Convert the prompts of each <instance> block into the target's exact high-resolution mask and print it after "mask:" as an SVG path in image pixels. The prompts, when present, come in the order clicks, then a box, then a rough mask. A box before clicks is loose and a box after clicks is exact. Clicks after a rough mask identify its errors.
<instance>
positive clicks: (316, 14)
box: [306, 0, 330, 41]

---

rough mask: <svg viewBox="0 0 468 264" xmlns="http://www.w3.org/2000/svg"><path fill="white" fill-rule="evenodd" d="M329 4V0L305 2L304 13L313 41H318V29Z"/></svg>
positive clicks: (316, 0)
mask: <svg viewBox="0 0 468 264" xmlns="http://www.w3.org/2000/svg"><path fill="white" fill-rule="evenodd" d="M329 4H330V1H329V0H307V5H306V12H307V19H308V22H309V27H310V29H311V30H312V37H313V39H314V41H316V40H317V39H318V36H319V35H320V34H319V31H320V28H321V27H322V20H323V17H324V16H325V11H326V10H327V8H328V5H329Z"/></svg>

==

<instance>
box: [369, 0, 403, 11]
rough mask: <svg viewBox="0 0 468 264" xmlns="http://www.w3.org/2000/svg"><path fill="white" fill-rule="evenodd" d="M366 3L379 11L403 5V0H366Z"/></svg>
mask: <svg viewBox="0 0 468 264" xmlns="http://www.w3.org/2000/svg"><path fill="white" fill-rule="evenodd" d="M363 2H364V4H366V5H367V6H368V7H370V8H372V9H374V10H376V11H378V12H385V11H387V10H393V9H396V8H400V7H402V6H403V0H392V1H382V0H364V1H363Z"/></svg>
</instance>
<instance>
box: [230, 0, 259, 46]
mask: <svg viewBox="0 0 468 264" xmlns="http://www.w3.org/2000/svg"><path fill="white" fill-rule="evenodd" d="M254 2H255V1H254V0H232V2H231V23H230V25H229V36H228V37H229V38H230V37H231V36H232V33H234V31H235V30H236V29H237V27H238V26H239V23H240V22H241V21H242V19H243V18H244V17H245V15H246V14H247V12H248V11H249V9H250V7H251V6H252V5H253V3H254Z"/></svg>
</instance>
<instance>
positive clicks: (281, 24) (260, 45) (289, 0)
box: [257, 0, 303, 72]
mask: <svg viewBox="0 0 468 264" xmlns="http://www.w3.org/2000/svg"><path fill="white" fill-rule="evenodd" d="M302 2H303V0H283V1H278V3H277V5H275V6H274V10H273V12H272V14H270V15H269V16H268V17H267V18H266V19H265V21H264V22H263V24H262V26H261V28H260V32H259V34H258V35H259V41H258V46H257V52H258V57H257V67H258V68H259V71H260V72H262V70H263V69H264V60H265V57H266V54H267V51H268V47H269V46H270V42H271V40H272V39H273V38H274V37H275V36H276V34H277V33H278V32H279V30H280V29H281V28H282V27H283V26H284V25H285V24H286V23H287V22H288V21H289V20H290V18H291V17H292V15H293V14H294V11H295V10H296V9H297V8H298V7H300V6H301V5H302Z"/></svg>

Directions for this task >> The entries above hold the needed span. Transcribe exactly the lines from the one with "Convert the prompts" to the one with "box: [306, 0, 330, 41]", both included.

Task result >>
Convert the prompts of each <instance> block into the target's exact high-resolution mask and print it after "mask:" as an SVG path in image pixels. The prompts, when present, come in the order clicks, then a box, then a rough mask. A box before clicks is loose and a box after clicks is exact. Clicks after a rough mask identify its errors.
<instance>
positive clicks: (316, 14)
box: [306, 0, 330, 41]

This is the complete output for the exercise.